:: Requirement 1 ::
State how many lines of the entries below contain the string "stucco", treating case as significant. Reply with the number alone.

>> START Source passage

/shift-refactor

A suite of utilities to query and modify JavaScript source

Primary LanguageTypeScriptApache License 2.0Apache-2.0

Shift Refactor

shift-refactor is a suite of utility functions designed to analyze and modify JavaScript source files.

It originated as a tool to reverse engineer obfuscated JavaScript but is general-purpose enough for arbitrary transformations.

Who is this for?

Anyone who works with JavaScript ASTs (Abstract Syntax Trees). If you're not familiar with ASTs, here are a few use cases where they come in useful:

  • Automatic refactoring, making sweeping changes to JavaScript source files (Developers, QA).
  • Analyzing JavaScript for linting, complexity scoring, etc (Developers, QA).
  • Extracting API details to auto-generate documentation or tests (Developers, QA).
  • Scraping JavaScript for information or security vulnerabilities (Pen Testers, QA, Security Teams, Hacker types).
  • Programmatically transforming malicious or obfuscated JavaScript (Reverse Engineers).

Status

Stable.

Installation

$ npm install shift-refactor

Usage

The script below finds and prints all literal strings in a script.

// Read 'example.js' as text
const fs = require('fs');
const src = fs.readFileSync('example.js', 'utf-8');

const { refactor } = require('.');

// Create a refactor query object
const $script = refactor(src);

// Select all `LiteralStringExpression`s
const $stringNodes = $script('LiteralStringExpression')

// Turn the string AST nodes into real JS strings
const strings = $stringNodes.codegen();

// Output the strings to the console
strings.forEach(string => console.log(string));

Advanced Example

This script takes the obfuscated source and turns it into something much more readable.

const { refactor } = require('.'); // require('shift-refactor');
const Shift = require('shift-ast');

// Obfuscated source
const src = `var a=['\x74\x61\x72\x67\x65\x74','\x73\x65\x74\x54\x61\x72\x67\x65\x74','\x77\x6f\x72\x6c\x64','\x67\x72\x65\x65\x74','\x72\x65\x61\x64\x65\x72'];var b=function(c,d){c=c-0x0;var e=a[c];return e;};(function(){class c{constructor(d){this[b('0x0')]=d;}['\x67\x72\x65\x65\x74'](){console['\x6c\x6f\x67']('\x48\x65\x6c\x6c\x6f\x20'+this[b('0x0')]);}[b('0x1')](e){this['\x74\x61\x72\x67\x65\x74']=e;}}const f=new c(b('0x2'));f[b('0x3')]();f[b('0x1')](b('0x4'));f[b('0x3')]();}());`;

const $script = refactor(src);

const strings = $script(`Script > :first-child ArrayExpression > .elements`);

const destringifyDeclarator = $script(`VariableDeclarator[binding.name="b"][init.params.items.length=2]`);

destringifyDeclarator.rename('destringify');

const destringifyOffset = destringifyDeclarator.$(`BinaryExpression > LiteralNumericExpression`);

const findIndex = (c, d) => c - destringifyOffset.first().value;

$script(`CallExpression[callee.name="destringify"]`).replace(
  node => {
    return new Shift.LiteralStringExpression({
      value: strings.get(findIndex(node.arguments[0].value)).value
    })

>> END Source passage
>> START Dataset extract

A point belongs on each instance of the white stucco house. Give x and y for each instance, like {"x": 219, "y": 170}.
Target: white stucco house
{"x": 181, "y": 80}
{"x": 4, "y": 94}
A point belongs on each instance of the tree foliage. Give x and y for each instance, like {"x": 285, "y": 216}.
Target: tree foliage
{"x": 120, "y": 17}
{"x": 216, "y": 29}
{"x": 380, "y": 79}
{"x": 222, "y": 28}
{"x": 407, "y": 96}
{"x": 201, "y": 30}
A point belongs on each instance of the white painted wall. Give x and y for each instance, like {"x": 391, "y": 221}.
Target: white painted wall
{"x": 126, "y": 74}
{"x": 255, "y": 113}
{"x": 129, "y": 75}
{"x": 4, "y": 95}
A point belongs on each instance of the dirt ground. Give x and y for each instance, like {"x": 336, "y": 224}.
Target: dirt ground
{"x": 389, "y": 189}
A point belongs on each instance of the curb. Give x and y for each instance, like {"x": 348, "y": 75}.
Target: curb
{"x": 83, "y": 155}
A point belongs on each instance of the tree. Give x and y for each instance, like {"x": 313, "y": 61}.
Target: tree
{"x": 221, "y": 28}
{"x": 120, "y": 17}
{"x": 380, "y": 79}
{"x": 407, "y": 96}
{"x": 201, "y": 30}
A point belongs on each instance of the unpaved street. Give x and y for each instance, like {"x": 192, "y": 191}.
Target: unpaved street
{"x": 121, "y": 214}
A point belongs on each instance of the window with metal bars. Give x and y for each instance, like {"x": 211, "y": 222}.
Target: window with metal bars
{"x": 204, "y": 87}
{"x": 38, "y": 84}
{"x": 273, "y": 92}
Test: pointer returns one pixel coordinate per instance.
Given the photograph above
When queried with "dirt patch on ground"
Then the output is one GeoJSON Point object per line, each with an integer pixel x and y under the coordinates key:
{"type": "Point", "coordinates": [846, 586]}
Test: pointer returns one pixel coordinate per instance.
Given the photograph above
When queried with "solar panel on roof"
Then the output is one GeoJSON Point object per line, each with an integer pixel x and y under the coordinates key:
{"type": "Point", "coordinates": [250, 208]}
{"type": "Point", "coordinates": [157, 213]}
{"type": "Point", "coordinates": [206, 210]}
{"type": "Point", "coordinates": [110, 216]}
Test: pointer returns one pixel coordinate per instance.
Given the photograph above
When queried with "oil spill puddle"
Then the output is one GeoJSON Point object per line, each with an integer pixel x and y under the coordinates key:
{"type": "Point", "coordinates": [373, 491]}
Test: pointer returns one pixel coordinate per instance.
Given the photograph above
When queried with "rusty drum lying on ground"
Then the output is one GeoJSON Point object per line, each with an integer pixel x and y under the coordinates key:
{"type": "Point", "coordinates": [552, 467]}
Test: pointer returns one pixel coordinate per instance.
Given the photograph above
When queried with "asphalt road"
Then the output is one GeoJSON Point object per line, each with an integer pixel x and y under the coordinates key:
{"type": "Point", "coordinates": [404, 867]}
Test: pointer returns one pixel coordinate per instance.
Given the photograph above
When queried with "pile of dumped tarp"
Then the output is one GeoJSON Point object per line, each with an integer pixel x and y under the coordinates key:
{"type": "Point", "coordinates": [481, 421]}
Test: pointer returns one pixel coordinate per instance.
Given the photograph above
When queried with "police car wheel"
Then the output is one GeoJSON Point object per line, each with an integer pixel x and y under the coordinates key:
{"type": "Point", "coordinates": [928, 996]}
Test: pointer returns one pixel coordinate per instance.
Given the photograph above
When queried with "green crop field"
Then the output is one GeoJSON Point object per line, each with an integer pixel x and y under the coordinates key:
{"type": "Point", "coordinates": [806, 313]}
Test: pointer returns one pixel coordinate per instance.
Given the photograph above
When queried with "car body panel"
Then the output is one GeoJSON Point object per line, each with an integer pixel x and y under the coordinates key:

>> END Dataset extract

:: Requirement 2 ::
Extend the page describing the shift-refactor utilities, starting right after its final line.

:: Written answer 1 ::
2

:: Written answer 2 ::
  }
)

$script(`[binding.name="a"]`).delete();
$script(`[binding.name="destringify"]`).delete();

$script.convertComputedToStatic();

console.log($script.print());

Query Syntax

The query syntax is from shift-query (which is a port of esquery) and closely resemble CSS selector syntax.

The following selectors are supported:

  • AST node type: FunctionDeclaration
  • wildcard: *
  • attribute existence: [attr]
  • attribute value: [attr="foo"] or [attr=123]
  • attribute regex: [attr=/foo.*/]
  • attribute conditons: [attr!="foo"], [attr>2], [attr<3], [attr>=2], or [attr<=3]
  • nested attribute: [attr.level2="foo"]
  • field: FunctionDeclaration > IdentifierExpression.name
  • First or last child: :first-child or :last-child
  • nth-child (no ax+b support): :nth-child(2)
  • nth-last-child (no ax+b support): :nth-last-child(1)
  • descendant: ancestor descendant
  • child: parent > child
  • following sibling: node ~ sibling
  • adjacent sibling: node + adjacent
  • negation: :not(ExpressionStatement)
  • matches-any: :matches([attr] > :first-child, :last-child)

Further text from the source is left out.